━━ Records shown

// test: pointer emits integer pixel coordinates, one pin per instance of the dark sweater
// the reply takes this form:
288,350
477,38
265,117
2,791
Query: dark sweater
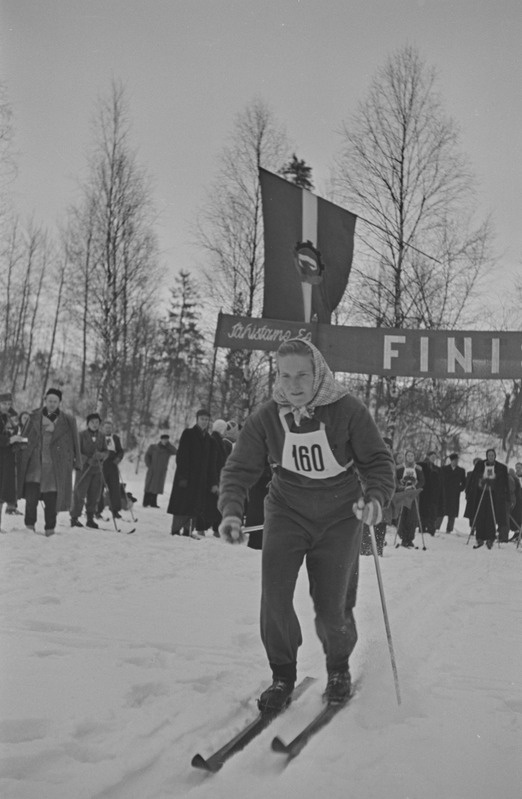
351,433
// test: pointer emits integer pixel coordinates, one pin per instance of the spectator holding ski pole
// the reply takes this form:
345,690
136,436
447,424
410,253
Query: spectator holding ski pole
331,473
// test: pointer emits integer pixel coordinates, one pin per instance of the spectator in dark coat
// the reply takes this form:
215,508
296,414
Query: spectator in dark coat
516,511
157,461
454,481
111,472
89,482
468,511
9,438
195,477
222,449
489,497
46,465
515,489
431,500
409,478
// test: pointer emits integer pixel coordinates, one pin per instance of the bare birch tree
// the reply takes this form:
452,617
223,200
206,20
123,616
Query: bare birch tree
230,231
419,258
114,253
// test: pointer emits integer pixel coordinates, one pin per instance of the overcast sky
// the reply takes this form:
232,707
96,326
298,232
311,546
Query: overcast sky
190,66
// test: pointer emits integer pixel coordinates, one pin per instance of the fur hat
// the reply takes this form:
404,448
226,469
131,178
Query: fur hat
219,426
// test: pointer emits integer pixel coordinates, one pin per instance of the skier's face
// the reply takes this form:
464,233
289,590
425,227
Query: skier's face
409,458
52,403
296,375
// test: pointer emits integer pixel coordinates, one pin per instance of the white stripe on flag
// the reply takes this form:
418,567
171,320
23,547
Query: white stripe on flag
309,217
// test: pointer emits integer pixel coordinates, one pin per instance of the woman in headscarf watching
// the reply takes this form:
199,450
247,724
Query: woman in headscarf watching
331,472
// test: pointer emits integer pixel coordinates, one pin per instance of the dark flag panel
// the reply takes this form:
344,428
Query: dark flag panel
308,251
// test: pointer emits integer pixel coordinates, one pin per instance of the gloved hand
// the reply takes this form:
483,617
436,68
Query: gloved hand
230,530
369,512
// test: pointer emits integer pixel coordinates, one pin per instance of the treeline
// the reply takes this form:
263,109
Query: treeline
93,308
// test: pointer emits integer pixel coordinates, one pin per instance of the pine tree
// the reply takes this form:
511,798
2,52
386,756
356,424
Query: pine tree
183,344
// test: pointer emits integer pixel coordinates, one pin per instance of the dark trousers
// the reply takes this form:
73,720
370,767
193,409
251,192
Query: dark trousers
32,497
87,489
408,523
380,536
317,527
111,476
150,500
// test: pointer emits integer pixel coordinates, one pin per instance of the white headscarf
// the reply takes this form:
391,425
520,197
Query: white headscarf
326,389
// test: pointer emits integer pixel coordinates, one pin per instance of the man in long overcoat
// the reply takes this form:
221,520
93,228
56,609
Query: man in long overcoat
46,465
489,494
89,482
431,499
454,481
8,439
157,459
410,480
222,449
195,477
111,472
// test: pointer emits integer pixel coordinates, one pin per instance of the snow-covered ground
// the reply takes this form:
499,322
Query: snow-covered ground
124,655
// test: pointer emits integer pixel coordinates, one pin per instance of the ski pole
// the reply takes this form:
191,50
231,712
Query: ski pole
106,487
421,531
476,514
385,613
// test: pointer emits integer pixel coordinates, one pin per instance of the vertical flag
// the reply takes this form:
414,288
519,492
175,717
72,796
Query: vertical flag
308,251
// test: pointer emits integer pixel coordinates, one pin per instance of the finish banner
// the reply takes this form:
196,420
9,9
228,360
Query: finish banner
308,251
384,351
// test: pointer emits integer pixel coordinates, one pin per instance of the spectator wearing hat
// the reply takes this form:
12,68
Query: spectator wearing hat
195,478
47,463
8,439
157,459
454,482
89,481
490,499
111,472
222,449
431,500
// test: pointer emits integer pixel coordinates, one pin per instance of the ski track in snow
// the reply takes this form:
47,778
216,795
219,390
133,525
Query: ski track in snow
122,656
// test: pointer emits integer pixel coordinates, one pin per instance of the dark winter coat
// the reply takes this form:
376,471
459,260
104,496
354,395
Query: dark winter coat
65,454
93,449
7,461
157,459
196,473
114,455
221,450
431,500
454,483
516,512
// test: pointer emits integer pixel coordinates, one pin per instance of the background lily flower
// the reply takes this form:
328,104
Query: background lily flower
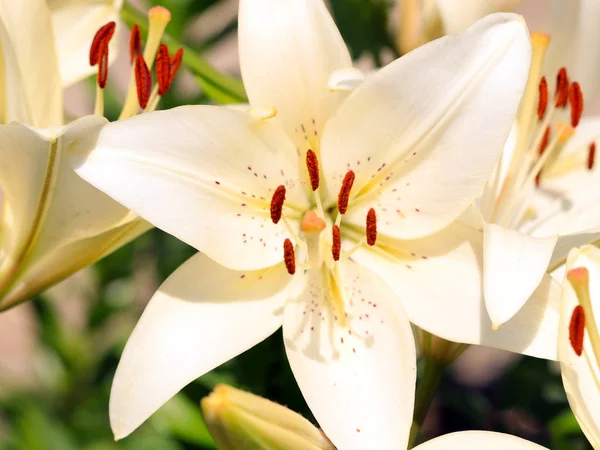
74,23
579,341
52,223
300,204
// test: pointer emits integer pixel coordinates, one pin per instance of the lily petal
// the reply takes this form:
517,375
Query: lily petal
439,281
476,440
288,49
359,379
32,91
514,264
573,27
427,145
580,374
47,208
75,22
211,186
201,316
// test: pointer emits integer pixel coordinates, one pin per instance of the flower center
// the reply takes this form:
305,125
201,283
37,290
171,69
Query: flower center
582,320
543,128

━━━━

Output the entire listing above line for line without any changes, leaving out the pictures.

Solution for this task:
// test: pointer emits integer pixel coordinates, one pin per instance of the dark sweater
// the reply takes this form:
288,350
477,38
265,117
2,791
Query: dark sweater
351,433
// test: pointer emits integer pixel coordinates, one pin per instance of the spectator holding ski pole
// the reply takes this form:
345,690
136,436
447,424
410,253
Query: spectator holding ski pole
331,473
// test: pointer emits integer pixel coordinates, one pin per instance of the spectator in dark coat
// the reply takes this form:
215,508
296,414
Query: spectator in dark coat
516,511
157,461
454,481
111,472
89,482
468,511
9,438
195,477
222,449
489,497
46,465
515,489
431,500
409,478
// test: pointer emits integer pixel coordinates, one pin per instance of the bare birch tree
// the reply takes this form:
452,617
223,200
206,20
123,616
Query: bare birch tree
230,231
419,258
114,253
// test: pointer emits integer pixel coordinates, one pin per instance of the overcast sky
// the reply takes this form:
232,707
96,326
298,232
311,546
Query: overcast sky
190,66
// test: pointer emits integer pixel coordinates, one pin per instance of the fur hat
// the reply takes this form:
404,448
226,469
131,178
Query: fur hat
219,426
// test: pointer emits integer pixel coordinates, one pin per instance of the skier's face
// the reply takes this form:
464,233
289,590
425,227
Query: skier's face
409,458
52,403
296,375
// test: pointer emits integer pixel coordinates, one pin per instance of the white stripe on flag
// the reply takes this form:
418,567
171,320
23,547
Query: white stripe on flag
309,217
// test: pointer emits integer pixel coordinates, one pin per instance of the woman in headscarf watching
// the reply takes this form:
199,450
247,724
Query: woman in headscarf watching
331,472
// test: pointer emits integer pixel coordinates, one pin per instance of the dark flag panel
// the reply takes this form:
344,428
Query: dark flag panel
308,251
// test: pointer emits integer pixel coordinates, one pin per instance of the gloved hand
// the reply takes this form:
483,617
436,68
Query: gloved hand
230,530
369,512
// test: pointer emits integer pixel coordinates, one pin per instance of the treeline
// the reply takes this form:
263,109
Query: treeline
93,308
// test: pointer emits integer pixel coordinates, one pin per instance of the pine tree
// the reply takes this form:
511,798
2,52
386,756
356,424
Query: pine tree
183,344
// test: pointer emits integer pixel coordinates, one pin per instance of the dark trousers
// the reply takes this form:
73,720
370,767
193,409
251,192
Query: dark trousers
32,497
87,489
408,523
380,536
317,527
111,476
150,500
// test: pointer emits integer pixel coordinates, one pin per instance of the white headscarf
// the reply takes this form:
391,425
520,197
Query: white headscarf
326,389
// test: pointer emits integer pixel coordinates, one pin per instance of the man in long overcoat
// the reply takes this form:
221,520
93,228
56,609
Query: man in long overcoat
46,465
489,494
89,482
431,499
454,481
8,439
157,459
410,480
222,449
195,477
111,472
// test: pointer emits integer pixel coordinates, one pin per instance of the snow-covered ground
// the reply takes this form:
499,322
Query: snow-covered ground
124,655
// test: pointer emits integer pixel coordinates, one pin per instance of the ski pole
// the reply takes this form:
191,50
231,712
Query: ski pole
106,487
421,531
476,514
385,613
// test: pointer emits integer pixel coordinates, one pin per instance of the vertical flag
// the reply takes this form:
414,288
519,492
175,717
72,796
Query: vertical flag
308,251
// test: pointer emits integer pixel coordinates, one pin per instance of the finish banner
// the reply takes this form:
196,420
9,9
228,360
Query: finish banner
308,251
384,351
// test: pointer emits integer pixel coordinates, one pin per instance of the spectator wearing hat
// the reply takes this form:
12,68
Query: spectator wearing hat
195,478
47,463
8,439
157,459
454,482
89,481
490,499
111,472
222,449
431,500
// test: pointer emits integer pixel coordinates, one pin per instance of the ski track in snow
// the reply takes this form:
47,778
216,795
219,390
133,525
Query: ski track in snow
122,656
// test: pointer emits integer pixel coordinates, one pin per instance of the dark winter coat
// the reply takes this form:
376,471
459,260
104,496
354,395
Query: dark winter coat
65,454
93,449
7,461
157,459
196,473
114,455
221,450
431,500
454,483
516,512
// test: pointer emits integer pixel coordinates, one pin per instance of the background lily flower
// the reply takes this form:
328,104
Query: background lily flower
74,23
579,341
52,223
300,204
// test: pointer emits integer pixel coordinates, one pin per instance of the lily petal
// the reply takes this form:
517,375
Query: lily petal
439,281
476,440
288,49
359,379
32,91
514,264
573,27
427,145
580,374
47,208
75,22
211,186
201,316
// test: pointer emits integer pixel coordinates, one pin per instance of the flower center
// the reply takes this form:
305,125
201,283
37,290
171,69
Query: flower center
582,320
543,128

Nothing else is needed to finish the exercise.